*Task item:* Line by line, transcribe all of the entries exactly.

[Stored data entries]
^^^^
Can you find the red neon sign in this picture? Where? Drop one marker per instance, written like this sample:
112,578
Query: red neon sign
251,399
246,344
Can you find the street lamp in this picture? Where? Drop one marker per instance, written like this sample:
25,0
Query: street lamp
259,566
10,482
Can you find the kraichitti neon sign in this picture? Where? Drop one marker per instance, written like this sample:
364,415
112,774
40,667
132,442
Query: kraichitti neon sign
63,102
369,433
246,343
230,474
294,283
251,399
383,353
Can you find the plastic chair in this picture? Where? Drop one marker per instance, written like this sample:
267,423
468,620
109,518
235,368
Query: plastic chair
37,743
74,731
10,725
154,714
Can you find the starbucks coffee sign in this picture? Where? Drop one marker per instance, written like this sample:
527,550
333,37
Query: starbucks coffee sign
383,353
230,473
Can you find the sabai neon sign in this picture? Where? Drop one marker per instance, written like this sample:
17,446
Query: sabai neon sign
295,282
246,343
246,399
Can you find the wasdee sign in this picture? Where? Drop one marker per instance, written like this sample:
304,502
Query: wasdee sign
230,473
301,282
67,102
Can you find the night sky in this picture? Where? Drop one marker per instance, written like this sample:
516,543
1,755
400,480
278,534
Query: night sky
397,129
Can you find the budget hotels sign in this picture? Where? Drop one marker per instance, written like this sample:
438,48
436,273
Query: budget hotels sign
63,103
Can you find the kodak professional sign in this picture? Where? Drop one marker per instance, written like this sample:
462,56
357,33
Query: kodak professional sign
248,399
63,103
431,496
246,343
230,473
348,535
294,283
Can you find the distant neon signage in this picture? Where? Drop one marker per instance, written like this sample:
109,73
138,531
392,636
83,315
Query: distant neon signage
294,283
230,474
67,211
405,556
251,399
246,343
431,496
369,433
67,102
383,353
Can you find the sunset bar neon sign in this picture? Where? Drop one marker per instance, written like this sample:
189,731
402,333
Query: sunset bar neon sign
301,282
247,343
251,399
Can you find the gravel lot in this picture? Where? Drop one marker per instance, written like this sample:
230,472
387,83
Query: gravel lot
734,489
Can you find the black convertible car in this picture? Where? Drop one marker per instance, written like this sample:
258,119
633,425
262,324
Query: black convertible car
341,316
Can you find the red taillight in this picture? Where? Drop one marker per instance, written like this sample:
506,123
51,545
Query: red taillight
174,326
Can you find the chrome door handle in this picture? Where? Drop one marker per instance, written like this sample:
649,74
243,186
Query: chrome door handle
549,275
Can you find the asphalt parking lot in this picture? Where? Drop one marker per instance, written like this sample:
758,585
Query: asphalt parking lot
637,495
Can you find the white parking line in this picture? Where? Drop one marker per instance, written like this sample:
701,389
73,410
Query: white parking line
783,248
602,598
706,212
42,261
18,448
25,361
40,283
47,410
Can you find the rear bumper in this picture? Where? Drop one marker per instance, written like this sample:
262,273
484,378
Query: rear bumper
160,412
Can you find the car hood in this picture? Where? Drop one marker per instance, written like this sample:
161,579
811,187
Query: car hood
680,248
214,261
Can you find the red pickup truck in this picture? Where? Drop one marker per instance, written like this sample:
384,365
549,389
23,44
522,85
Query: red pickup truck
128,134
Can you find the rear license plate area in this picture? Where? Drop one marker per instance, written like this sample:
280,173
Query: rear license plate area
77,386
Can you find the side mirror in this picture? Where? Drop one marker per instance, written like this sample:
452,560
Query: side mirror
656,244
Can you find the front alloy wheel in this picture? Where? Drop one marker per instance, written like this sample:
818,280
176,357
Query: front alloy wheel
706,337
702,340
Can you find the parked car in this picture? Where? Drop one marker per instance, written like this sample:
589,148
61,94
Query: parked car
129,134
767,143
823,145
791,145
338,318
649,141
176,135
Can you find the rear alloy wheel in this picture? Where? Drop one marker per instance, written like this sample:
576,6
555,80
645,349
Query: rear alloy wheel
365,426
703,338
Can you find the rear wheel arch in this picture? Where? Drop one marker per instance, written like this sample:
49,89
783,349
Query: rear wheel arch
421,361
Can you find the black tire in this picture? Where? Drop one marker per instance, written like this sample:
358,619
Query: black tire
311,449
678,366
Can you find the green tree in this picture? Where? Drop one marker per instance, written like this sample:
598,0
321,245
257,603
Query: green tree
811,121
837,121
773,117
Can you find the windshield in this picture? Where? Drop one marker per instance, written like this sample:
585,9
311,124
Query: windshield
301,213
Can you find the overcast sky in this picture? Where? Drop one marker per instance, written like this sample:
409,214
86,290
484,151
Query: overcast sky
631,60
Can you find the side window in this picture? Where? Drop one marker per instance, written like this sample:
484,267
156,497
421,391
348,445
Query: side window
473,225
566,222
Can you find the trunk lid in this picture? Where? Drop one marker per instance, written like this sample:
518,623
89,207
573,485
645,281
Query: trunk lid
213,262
^^^^
*Answer for this exercise:*
Can you find the red neon sign in this picture? Where? Drop one marker per instance, written like this sample:
112,578
Query: red neon sign
251,399
246,344
Can you find the street lamp in this picture? Where? Drop one marker per instance, written like this sample:
25,0
Query: street lamp
259,566
10,482
Can you find the kraichitti neon sign in this picture? Where? Drop one marker per instance, written like this sample:
364,415
112,774
40,667
132,442
Query: kraichitti neon sign
63,102
369,433
246,343
230,474
294,283
251,399
383,353
Can you find the plastic chair in this picture? Where? Drop one marker per instance, written like this sample:
267,423
468,620
109,518
235,368
Query: plastic chair
37,743
74,731
10,725
154,714
Can you find the starbucks coffee sign in this picture? Where? Drop one marker per instance, written like this sample:
527,550
333,37
Query: starbucks coffee sign
383,353
230,473
Can you find the sabai neon sign in this picture? Where? Drop one marker per instance, written like this sample:
17,446
Query: sabai neon sign
295,282
246,343
246,399
Can you find the wasdee sign in this picture? Where? Drop one marker per instance, written like this sample:
304,502
Query: wasdee sign
230,473
301,282
67,102
Can you find the night sky in this picture? Where? Drop one marker per instance, written like this sample:
516,543
1,755
400,480
278,534
Query: night sky
397,129
Can you find the budget hotels sign in this picture? Where? Drop one marker per instance, written like this sample:
438,48
436,273
Query: budget hotels sign
63,103
Can you find the kodak professional sign in this picture? Where? Drop one marker per instance, written like this sample:
462,56
357,33
Query: kodak professional sign
248,399
63,103
431,496
246,343
230,473
348,535
294,283
Can you find the distant neon signage in this picture? Where? Drop one marker per instance, written like this sample:
109,73
138,531
392,636
83,315
Query: distant neon signage
294,283
230,474
67,211
405,556
251,399
246,343
431,496
369,433
67,102
383,353
Can you find the sunset bar neon sign in this picture? Where? Drop one marker per instance, written like this sample:
189,731
402,333
Query: sunset bar neon sign
301,282
247,343
251,399
Can you find the gravel lot in this picture? Where? Drop one marker per instance, written like this sample:
230,472
387,83
Query: gravel lot
734,489
Can you find the black convertible car in this picture? Where? Drop one marker per instance, written like this sample:
258,119
633,425
262,324
Query: black convertible car
341,316
Can you find the red taillight in this picture? Where? Drop one marker per instance, written like this sample:
506,123
51,545
Query: red taillight
174,326
Can you find the chrome door handle in this picture? Where? Drop one marker per instance, written like this sample:
649,74
243,186
Query: chrome door handle
549,275
Can you find the asphalt parking lot in this picture? Where? Drop one marker per instance, written like this sample:
758,585
Query: asphalt parking lot
637,495
Can you find the white parking line in this picture? Where? Drop one marker per instance, written like this sample:
701,389
73,410
Query: white parking line
783,248
602,598
706,212
42,261
18,448
25,361
40,283
47,410
Can you find the rear bumper in this picture? Where? Drop one marker per instance, written like this sample:
262,273
484,378
Query: rear bumper
160,412
Can you find the car hood in this picture? Where? Drop one marker per instance, written like this sample:
161,579
811,187
Query: car hood
680,248
214,261
Can you find the red pickup truck in this picture? Where? Drop one marker per instance, written like this sample:
384,365
549,389
23,44
522,85
Query: red pickup truck
128,134
Can you find the rear license plate area in this picture? Where? Drop one marker per instance, written like this sample:
280,173
Query: rear license plate area
77,386
Can you find the side mirror in this picture? Where? Drop one marker per instance, written like this sample:
452,560
Query: side mirror
656,244
Can you find the front alloy wheel in this picture? Where? Drop one marker per instance, written like this sample:
818,280
176,357
Query: front alloy wheel
706,337
702,340
Can you find the parked car in this picture? Where? Drop one marker per instance, written like this sample:
589,148
61,94
Query: parked car
129,134
767,143
823,145
791,145
338,318
649,141
176,135
Can you find the rear alloy wheel in this picture? Where? Drop one marker per instance, written like this sample:
576,6
555,80
645,349
Query: rear alloy wheel
365,426
703,338
Can you find the rear wheel arch in this picture? Where? Drop one marker per instance, written like this sample:
49,89
783,349
Query: rear wheel arch
421,361
Can you find the black tire in this picture? Where? Drop one marker per instance, written like this sample:
358,619
Query: black tire
311,449
678,366
Can you find the green tree in this picture? Where? Drop one marker per instance, written like this sample:
598,0
321,245
257,603
Query: green tree
811,121
837,121
773,117
Can you find the windshield in this picture? Where? Drop one marker per instance, written like this sample:
585,9
311,124
Query: windshield
301,213
Can you find the overcast sky in this picture? Where? Drop one marker per instance, written like this sample:
409,214
86,290
484,151
Query: overcast sky
631,60
Can you find the side window in this picture? Where? Drop one marker per instance, written like this sample:
484,267
156,497
421,391
348,445
Query: side window
473,225
566,222
Can you find the trunk lid in this picture? Where? Drop one marker per instance, written like this sample:
518,623
89,207
573,485
645,281
Query: trunk lid
213,262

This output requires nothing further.